▶ _Objective_
Copy out all of the data below word for word, keeping each line unchanged and in its original order.
── Given information ──
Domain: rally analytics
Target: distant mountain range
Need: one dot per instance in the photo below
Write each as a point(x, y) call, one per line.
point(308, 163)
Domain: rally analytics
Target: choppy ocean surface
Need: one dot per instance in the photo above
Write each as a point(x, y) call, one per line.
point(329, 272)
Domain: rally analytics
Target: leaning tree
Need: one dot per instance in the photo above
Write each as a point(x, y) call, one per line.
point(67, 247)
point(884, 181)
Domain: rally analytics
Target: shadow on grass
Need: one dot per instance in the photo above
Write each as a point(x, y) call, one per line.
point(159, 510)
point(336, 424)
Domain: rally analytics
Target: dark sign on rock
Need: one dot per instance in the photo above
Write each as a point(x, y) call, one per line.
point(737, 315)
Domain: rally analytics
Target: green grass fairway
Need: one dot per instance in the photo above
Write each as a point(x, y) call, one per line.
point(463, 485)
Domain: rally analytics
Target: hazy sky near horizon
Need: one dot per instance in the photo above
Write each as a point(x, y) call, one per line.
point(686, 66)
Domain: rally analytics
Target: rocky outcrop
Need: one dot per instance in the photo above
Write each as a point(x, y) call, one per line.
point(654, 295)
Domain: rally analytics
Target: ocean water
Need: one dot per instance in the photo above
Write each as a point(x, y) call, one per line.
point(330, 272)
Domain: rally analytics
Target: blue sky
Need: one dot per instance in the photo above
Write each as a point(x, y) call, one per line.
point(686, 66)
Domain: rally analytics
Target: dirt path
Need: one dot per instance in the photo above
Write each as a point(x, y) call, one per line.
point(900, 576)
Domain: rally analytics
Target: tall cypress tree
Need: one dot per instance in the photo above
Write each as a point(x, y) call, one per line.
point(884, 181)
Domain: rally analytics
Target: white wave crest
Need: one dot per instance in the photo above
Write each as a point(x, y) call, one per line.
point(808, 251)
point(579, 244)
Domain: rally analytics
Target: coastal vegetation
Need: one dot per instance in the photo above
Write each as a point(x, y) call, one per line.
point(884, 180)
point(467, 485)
───
▶ _The answer_
Domain: rally analytics
Target: distant mountain range
Need: one dot per instance in the photo below
Write each as a point(x, y) call, one per line.
point(308, 163)
Domain: rally analytics
Target: choppy ocean surface
Need: one dot per instance in the photo above
Write each as a point(x, y) call, one per line.
point(329, 272)
Domain: rally analytics
Target: leaning tree
Need: one dot per instance in the photo above
Write each as a point(x, y) call, one per line.
point(67, 247)
point(884, 181)
Domain: rally analytics
Target: shadow on grass
Need: one dot per instance in the photo above
Write each as a point(x, y) call, one per line.
point(159, 510)
point(336, 424)
Domain: rally analytics
Target: dark sign on rock
Need: one dot per instance in the photo above
Write each as a point(x, y) call, one per line.
point(737, 315)
Domain: rally analytics
Target: green grass fairway
Need: one dot per instance in the photo above
Write each as a point(x, y) call, one per line.
point(463, 485)
Domain: rally analytics
Target: hazy sky near horizon
Need: one dot per instance in the photo above
Write each as a point(x, y) call, one per line.
point(686, 66)
Domain: rally analytics
Target: rocky outcrop
Need: one dot per instance in the photo above
Write each as a point(x, y) call, one per line.
point(654, 295)
Domain: rally analytics
Target: ocean water
Need: one dot per instance in the photo above
Write each as a point(x, y) call, one per line.
point(330, 272)
Domain: rally analytics
Target: blue sky
Need: one dot per instance in the photo above
Write each as a point(x, y) call, one per line.
point(686, 66)
Domain: rally analytics
Target: dirt path
Need: one dot per instance in the photo above
Write each as a point(x, y) call, one per line.
point(900, 576)
Domain: rally analytics
Target: tall cypress tree
Need: one dot per instance in the photo above
Write each as a point(x, y) call, one per line.
point(884, 181)
Domain: rally analytics
Target: white wave crest
Need: one dot per instance in the photo above
Write each as a point(x, y) call, one per line.
point(808, 251)
point(579, 244)
Domain: rally analytics
Target: coastal vegetation
Need: one dot per instance in the photo above
Write each as a point(x, y) call, one per line.
point(884, 180)
point(467, 485)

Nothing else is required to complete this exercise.